17Mais nous savons par ailleurs que nous sommes en présence d’un contrat consensuel. Le louage est en effet un contrat consensuel en droit babylonien, le seul contrat consensuel qui y soit nettement attesté. Ce caractère se retrouve dans les deux Talmud, de Babylone et de Jérusalem, qui se sont évidemment inspirés des coutumes qui perpétuaient l’antique droit mésopotamien. Et ce caractère apparaît nettement, à propos de la locatio operarum, dans la parabole des « ouvriers de la onzième heure », les ouvriers envoyés à la vigne16 : aucun formalisme n’apparaît dans cette parabole ; bien plus, elle laisse entendre que le contrat se forme par simple accord de volontés. À deux reprises apparaît le terme συμɸωνέω, pour caractériser la formation du contrat. Or ce terme, à propos duquel aucune variante ne se rencontre, signifie s’accorder, donner son consentement, conclure un contrat consensuel17. La version latine rend exactement ce sens par conuentione… facta, nonne… conuenisti mecum ; on pourrait peut-être suspecter le traducteur d’avoir été influencé par la conception romaine, d’après laquelle le louage est un contrat consensuel. Mais les versions syriaques rendent le même son : la Pešîttâ comme la curetonienne et la sinaïtique emploient le terme kas, dont le sens originaire est trancher, et qui a pris le sens juridique de convenir, passer un accord de volontés. La version arménienne use d’un détour, mais le sens en est le même : ew ark varjs mšakaçn awurn dahekan, littéralement « et jeta salaire <aux> ouvriers la journée un denier ». Le verbe arkanem a ici le sens de proposer, « et il proposa comme salaire aux ouvriers un denier la journée » ; le contexte montre que la proposition a été acceptée. On aboutit donc à un accord de volonté, sans que le verbe le dise expressément, à l’encontre du grec et du syriaque.

ENREGISTREMENTS AFFICHÉS:
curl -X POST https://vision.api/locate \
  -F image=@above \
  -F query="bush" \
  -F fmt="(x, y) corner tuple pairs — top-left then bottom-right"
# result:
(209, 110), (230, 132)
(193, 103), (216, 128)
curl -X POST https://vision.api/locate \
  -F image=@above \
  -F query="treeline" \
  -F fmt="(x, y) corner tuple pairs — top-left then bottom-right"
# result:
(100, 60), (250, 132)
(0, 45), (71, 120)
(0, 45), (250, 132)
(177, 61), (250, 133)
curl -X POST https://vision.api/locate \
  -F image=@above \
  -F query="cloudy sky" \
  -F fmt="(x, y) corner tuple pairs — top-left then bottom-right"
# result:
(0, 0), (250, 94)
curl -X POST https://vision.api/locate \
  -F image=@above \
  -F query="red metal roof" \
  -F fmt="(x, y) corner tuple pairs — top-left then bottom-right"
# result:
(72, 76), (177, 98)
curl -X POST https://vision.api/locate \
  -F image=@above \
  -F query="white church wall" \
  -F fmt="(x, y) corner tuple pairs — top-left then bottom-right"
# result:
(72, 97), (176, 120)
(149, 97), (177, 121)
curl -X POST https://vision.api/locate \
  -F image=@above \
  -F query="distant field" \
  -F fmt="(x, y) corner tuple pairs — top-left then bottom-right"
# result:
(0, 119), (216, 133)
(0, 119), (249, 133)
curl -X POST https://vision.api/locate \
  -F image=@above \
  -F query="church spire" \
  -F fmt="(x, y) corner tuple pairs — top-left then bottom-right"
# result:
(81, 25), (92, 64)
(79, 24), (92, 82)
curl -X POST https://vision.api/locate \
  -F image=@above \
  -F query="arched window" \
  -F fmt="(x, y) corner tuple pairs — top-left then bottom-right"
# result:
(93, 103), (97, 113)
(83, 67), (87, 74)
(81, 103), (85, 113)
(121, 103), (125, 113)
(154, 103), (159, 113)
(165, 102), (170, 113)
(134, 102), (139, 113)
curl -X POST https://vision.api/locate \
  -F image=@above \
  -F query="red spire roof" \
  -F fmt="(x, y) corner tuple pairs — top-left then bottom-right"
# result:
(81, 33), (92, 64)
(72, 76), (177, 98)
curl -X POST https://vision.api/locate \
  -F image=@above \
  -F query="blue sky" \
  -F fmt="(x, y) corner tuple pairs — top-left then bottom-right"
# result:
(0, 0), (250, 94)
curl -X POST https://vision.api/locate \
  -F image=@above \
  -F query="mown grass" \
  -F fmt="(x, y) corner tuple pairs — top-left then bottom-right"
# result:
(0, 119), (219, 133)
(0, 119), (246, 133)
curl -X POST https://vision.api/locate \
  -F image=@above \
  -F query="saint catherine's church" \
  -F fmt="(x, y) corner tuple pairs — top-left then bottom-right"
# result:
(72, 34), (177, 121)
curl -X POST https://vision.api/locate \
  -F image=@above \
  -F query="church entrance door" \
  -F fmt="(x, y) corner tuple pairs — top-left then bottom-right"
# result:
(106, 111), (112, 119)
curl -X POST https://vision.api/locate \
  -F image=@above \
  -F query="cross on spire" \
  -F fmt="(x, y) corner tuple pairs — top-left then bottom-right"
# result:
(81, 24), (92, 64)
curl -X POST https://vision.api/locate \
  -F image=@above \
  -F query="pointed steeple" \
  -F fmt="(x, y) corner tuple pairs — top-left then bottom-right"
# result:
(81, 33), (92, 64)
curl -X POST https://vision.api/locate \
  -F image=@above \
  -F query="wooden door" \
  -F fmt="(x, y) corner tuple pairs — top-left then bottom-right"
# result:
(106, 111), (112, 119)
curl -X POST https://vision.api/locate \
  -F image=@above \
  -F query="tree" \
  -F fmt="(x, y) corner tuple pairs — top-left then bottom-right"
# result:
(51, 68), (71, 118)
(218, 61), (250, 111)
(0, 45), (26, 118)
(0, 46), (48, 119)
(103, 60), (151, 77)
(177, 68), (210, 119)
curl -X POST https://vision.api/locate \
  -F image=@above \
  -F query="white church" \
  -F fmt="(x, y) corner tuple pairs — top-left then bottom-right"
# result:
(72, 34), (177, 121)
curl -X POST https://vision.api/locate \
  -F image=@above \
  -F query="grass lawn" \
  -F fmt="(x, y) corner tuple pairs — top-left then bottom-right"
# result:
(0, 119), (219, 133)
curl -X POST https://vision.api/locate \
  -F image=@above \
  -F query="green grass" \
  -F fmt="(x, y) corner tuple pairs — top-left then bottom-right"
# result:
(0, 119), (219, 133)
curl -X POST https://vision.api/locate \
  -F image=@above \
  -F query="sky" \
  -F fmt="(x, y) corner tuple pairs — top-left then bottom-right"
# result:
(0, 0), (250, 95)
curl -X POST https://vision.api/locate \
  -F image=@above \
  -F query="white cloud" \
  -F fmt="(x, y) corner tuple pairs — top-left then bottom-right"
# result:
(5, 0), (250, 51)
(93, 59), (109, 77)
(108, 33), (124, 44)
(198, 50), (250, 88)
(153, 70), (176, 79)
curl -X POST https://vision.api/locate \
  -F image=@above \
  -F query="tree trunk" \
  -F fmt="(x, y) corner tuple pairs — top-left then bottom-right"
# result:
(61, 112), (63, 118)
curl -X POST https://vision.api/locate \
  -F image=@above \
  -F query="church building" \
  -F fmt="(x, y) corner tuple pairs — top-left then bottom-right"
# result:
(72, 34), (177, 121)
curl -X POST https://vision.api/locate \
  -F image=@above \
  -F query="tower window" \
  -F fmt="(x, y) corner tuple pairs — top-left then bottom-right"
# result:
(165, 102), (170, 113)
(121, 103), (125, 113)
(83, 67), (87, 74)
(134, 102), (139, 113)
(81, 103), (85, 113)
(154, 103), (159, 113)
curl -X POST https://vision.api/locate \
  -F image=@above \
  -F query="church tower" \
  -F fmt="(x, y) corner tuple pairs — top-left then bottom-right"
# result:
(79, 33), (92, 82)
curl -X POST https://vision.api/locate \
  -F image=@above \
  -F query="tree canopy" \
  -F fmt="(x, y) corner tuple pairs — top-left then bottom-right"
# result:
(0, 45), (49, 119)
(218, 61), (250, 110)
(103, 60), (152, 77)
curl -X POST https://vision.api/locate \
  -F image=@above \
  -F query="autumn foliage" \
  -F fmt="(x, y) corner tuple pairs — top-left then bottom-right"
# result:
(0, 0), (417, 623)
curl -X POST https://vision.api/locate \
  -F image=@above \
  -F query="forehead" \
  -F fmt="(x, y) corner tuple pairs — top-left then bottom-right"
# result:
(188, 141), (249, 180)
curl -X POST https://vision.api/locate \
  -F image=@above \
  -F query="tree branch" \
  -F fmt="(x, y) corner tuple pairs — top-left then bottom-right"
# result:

OBJECTIF: Pouvez-vous reprendre l'extrait sur le louage comme contrat consensuel à la suite de sa dernière phrase ? Les enregistrements n'ont aucun lien avec l'extrait.

RÉPONSE:
18 Nous avons le droit d’en tirer argument, car l’unité du louage existe en droit babylonien, comme dans le Talmud, et elle se retrouve dans le droit grec comme dans le droit romain18 : dans le Talmud, le même mot désigne le louage de chose et le louage de services. En Babylonie, les mêmes termes se rencontrent à propos du louage de chose et du louage de services19. En effet, le louage de services tire son origine du louage de chose. En Mésopotamie20, à l’origine, le louage de services porte sur un alieni iuris, esclave, prisonnier pour dettes, membre de la famille du loueur : ce dernier seul est partie au contrat et répond de l’exécution des services promis21. Ce travailleur loué peut aussi être un adulte jouissant de sa pleine capacité patrimoniale. Le contrat peut encore être conclu avec le chef d’une équipe de travailleurs, et cela n’implique pas pour ceux qu’il dirige un rapport de parenté ou de servitude avec lui. Pour les Sumériens et les Babyloniens, le louage de chose consiste à « faire sortir la chose des mains du bailleur », moyennant un loyer. Plusieurs siècles avant Hammurabi, dans la série ana ittišu, on trouve déjà cette expression, qui reparaît dans le Code de Hammurabi. Le terme sumérien HUN comme le mot akkadien agarum expriment l’état de soumission de la chose au preneur, comme l’état de soumission de la personne louée à l’égard de l’employeur. La chose est « livrée moyennant un loyer », ana biltim nadanum, ana idim nadanum. Mais les droits (que les Romains appelleront iura in ré) du bailleur ou du loueur sur l’objet du louage persistent. Et c’est ce qui différencie le louage de la vente, où l’on trouve la formule « livrer pour de l’argent », ana kaspim nadanum.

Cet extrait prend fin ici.